** Opening Extracted records block **

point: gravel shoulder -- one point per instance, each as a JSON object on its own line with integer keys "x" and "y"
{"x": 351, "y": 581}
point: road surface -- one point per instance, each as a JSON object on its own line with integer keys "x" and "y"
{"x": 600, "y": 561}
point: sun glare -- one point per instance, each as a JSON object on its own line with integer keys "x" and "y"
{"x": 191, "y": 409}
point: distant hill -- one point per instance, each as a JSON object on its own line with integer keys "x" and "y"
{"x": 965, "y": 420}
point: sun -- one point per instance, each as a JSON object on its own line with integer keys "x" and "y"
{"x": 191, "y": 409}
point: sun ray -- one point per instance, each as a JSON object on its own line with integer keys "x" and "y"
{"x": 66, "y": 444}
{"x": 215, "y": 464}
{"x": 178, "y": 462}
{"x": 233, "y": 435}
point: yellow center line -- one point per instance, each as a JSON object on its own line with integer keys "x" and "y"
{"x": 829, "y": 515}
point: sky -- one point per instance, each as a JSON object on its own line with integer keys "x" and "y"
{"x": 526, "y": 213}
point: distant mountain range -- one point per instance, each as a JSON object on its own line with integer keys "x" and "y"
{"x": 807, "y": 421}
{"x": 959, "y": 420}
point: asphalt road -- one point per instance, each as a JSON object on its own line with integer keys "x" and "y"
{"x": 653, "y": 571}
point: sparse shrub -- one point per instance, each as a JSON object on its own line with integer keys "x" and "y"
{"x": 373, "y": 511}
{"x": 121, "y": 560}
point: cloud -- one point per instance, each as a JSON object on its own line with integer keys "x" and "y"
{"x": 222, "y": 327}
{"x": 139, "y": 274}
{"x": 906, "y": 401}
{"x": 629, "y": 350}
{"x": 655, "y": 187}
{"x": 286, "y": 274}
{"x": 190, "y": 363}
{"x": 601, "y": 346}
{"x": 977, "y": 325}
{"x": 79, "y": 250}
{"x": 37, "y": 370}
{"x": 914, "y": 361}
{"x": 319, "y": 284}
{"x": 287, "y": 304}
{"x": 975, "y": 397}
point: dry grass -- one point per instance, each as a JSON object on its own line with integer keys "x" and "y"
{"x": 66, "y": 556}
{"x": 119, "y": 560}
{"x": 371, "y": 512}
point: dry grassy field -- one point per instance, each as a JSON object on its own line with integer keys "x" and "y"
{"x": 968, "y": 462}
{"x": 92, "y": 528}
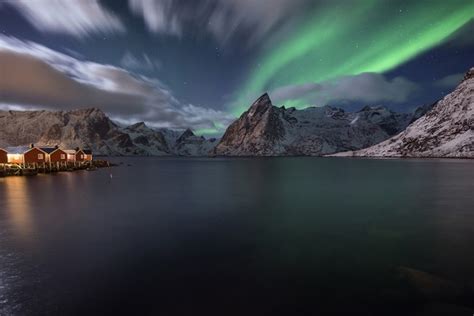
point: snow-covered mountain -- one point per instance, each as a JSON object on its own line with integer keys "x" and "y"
{"x": 266, "y": 130}
{"x": 91, "y": 128}
{"x": 445, "y": 131}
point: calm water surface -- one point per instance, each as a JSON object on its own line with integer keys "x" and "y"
{"x": 291, "y": 236}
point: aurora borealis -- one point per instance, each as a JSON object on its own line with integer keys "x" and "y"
{"x": 353, "y": 38}
{"x": 200, "y": 64}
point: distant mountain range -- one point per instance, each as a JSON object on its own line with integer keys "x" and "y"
{"x": 91, "y": 128}
{"x": 267, "y": 130}
{"x": 444, "y": 129}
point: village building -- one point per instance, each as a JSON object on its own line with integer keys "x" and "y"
{"x": 55, "y": 155}
{"x": 83, "y": 155}
{"x": 35, "y": 156}
{"x": 15, "y": 154}
{"x": 3, "y": 156}
{"x": 70, "y": 154}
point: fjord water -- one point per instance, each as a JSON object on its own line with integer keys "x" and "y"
{"x": 294, "y": 236}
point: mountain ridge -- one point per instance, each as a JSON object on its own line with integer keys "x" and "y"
{"x": 446, "y": 131}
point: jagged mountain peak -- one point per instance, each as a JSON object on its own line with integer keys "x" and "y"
{"x": 446, "y": 130}
{"x": 186, "y": 134}
{"x": 469, "y": 74}
{"x": 138, "y": 126}
{"x": 260, "y": 105}
{"x": 266, "y": 130}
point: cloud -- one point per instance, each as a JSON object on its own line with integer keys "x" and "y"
{"x": 73, "y": 17}
{"x": 221, "y": 18}
{"x": 450, "y": 81}
{"x": 39, "y": 77}
{"x": 159, "y": 15}
{"x": 366, "y": 87}
{"x": 144, "y": 62}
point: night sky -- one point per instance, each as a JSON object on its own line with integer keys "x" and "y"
{"x": 199, "y": 64}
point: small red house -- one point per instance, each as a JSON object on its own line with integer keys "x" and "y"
{"x": 3, "y": 156}
{"x": 35, "y": 155}
{"x": 58, "y": 155}
{"x": 83, "y": 155}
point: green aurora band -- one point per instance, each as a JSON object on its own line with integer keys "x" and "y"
{"x": 353, "y": 37}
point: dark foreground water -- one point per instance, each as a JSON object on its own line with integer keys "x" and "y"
{"x": 289, "y": 236}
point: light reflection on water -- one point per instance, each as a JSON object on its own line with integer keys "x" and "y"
{"x": 17, "y": 201}
{"x": 269, "y": 234}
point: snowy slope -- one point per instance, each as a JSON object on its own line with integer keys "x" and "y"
{"x": 91, "y": 128}
{"x": 266, "y": 130}
{"x": 445, "y": 131}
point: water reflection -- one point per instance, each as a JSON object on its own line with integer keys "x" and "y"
{"x": 17, "y": 203}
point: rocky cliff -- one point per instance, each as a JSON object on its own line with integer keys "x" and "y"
{"x": 445, "y": 131}
{"x": 91, "y": 128}
{"x": 266, "y": 130}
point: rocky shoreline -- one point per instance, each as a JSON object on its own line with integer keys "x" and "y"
{"x": 7, "y": 170}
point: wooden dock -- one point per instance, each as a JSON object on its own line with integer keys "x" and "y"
{"x": 13, "y": 169}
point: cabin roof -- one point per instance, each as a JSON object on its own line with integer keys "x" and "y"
{"x": 48, "y": 150}
{"x": 18, "y": 150}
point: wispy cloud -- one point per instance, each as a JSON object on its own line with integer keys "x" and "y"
{"x": 223, "y": 19}
{"x": 79, "y": 18}
{"x": 366, "y": 87}
{"x": 43, "y": 78}
{"x": 143, "y": 62}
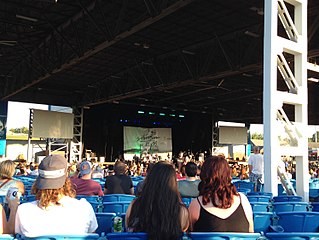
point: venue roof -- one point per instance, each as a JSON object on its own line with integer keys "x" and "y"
{"x": 190, "y": 55}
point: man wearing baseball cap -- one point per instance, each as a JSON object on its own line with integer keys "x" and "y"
{"x": 83, "y": 184}
{"x": 55, "y": 210}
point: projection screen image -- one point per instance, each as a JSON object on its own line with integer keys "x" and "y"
{"x": 50, "y": 124}
{"x": 151, "y": 140}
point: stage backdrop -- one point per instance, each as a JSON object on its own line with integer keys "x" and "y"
{"x": 152, "y": 140}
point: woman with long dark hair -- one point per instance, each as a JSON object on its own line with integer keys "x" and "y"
{"x": 219, "y": 207}
{"x": 158, "y": 210}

** Closing Extracted records block **

> _What the exercise asks_
An exact copy is needed of the closing lines of the entries above, counting from the one that contains "point: stage backdrop" and including it and the last.

> _Exercise answer_
point: stage backdrop -- one point per instance, each as a JSON object on its own line with integer keys "x" and "y"
{"x": 152, "y": 140}
point: woman with long dark hair -- one point per instance, each as a JSON object on its own line with integer keys "x" and "y"
{"x": 219, "y": 207}
{"x": 158, "y": 210}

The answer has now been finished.